* [Text segment]
────────
# Good Cases for the TouchPad



## betam4x (Oct 14, 2011)

Does anyone know if there are any good inexpensive cases that fit the TouchPad well? My touchpad has developed a cracked case (due to audio stress maybe? Started at the speaker.) and I doubt i'm going to be able to send it back in without a hassle. I'd rather just put a case on it and be done with it.


----------



## RolandDeschain79 (Feb 1, 2012)

betam4x said:


> Does anyone know if there are any good inexpensive cases that fit the TouchPad well? My touchpad has developed a cracked case (due to audio stress maybe? Started at the speaker.) and I doubt i'm going to be able to send it back in without a hassle. I'd rather just put a case on it and be done with it.


This is my favorite Touchpad case


----------



## Executor (Jan 15, 2012)

I use a Poetic TPU case, it's served me well for the past year. It also doesn't interfere with charging on the Touchstone, like some other cases do.


----------



## nevertells (Oct 29, 2011)

betam4x said:


> Does anyone know if there are any good inexpensive cases that fit the TouchPad well? My touchpad has developed a cracked case (due to audio stress maybe? Started at the speaker.) and I doubt i'm going to be able to send it back in without a hassle. I'd rather just put a case on it and be done with it.


http://www.amazon.com/HP-TouchPad-Custom-Fit-Case/dp/B0055QYJKG/ref=sr_1_1?ie=UTF8&qid=1348189683&sr=8-1&keywords=hp+touchpad+case


----------



## sheller106 (Sep 19, 2011)

betam4x said:


> http://www.amazon.co...p touchpad case


i have used both of these. the Targus is great. but it is on the big side. the one from HP is just enough to allow the TP to be used on the touchstone charger.

cant really go wrong with either one. have to decide on functionallity


----------



## hummer010 (Sep 13, 2012)

Can the Targus work with the touchstone? I'd guess not.

I like the looks of it quite a bit, although the bungee strap deal looks a little cumbersome to work with. I don't currently have a touchstone, but I'm thinking of getting one, so I'd rather have a case that works with it.


----------



## sheller106 (Sep 19, 2011)

hummer010 said:


> Can the Targus work with the touchstone? I'd guess not.
> 
> I like the looks of it quite a bit, although the bungee strap deal looks a little cumbersome to work with. I don't currently have a touchstone, but I'm thinking of getting one, so I'd rather have a case that works with it.


no it cannot be used on the touchstone

as for the bungee...i used to use it as a place to put my hand in just as an added grip


----------



## MidnightRob (Oct 29, 2011)

The official touchpad case sucks so much. I am on my third one and even tho I try and be careful the area around the volume button always looses it's form and turns into an ugly mess. I to have developed a small crack on the speaker (left) and need a case that can provide suport


----------



## hummer010 (Sep 13, 2012)

sheller106 said:


> no it cannot be used on the touchstone
> 
> as for the bungee...i used to use it as a place to put my hand in just as an added grip


Good idea! I'm leaning more towards the targus case, and not getting a touchstone. It looks like a really great case. Any downsides to it?
────────
* [Tasks for this exercise]
1 - In the TouchPad case thread, what case does Executor use?
2 - From the TouchPad case thread, pull out the passage that begins with the words "This is my favorite" and ends with "other cases do.", copied word for word.

* [Data provided]
────────
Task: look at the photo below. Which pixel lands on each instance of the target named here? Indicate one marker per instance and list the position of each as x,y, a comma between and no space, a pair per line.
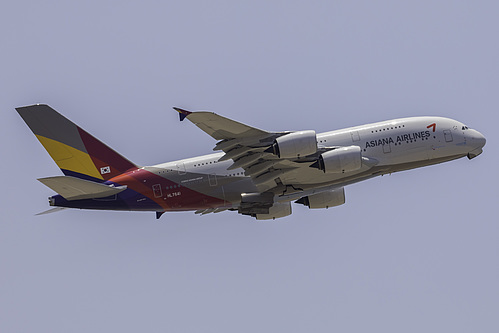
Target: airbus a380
────────
* [Worked solutions]
1 - A Poetic TPU case.

2 -
This is my favorite Touchpad case


----------



## Executor (Jan 15, 2012)

I use a Poetic TPU case, it's served me well for the past year. It also doesn't interfere with charging on the Touchstone, like some other cases do.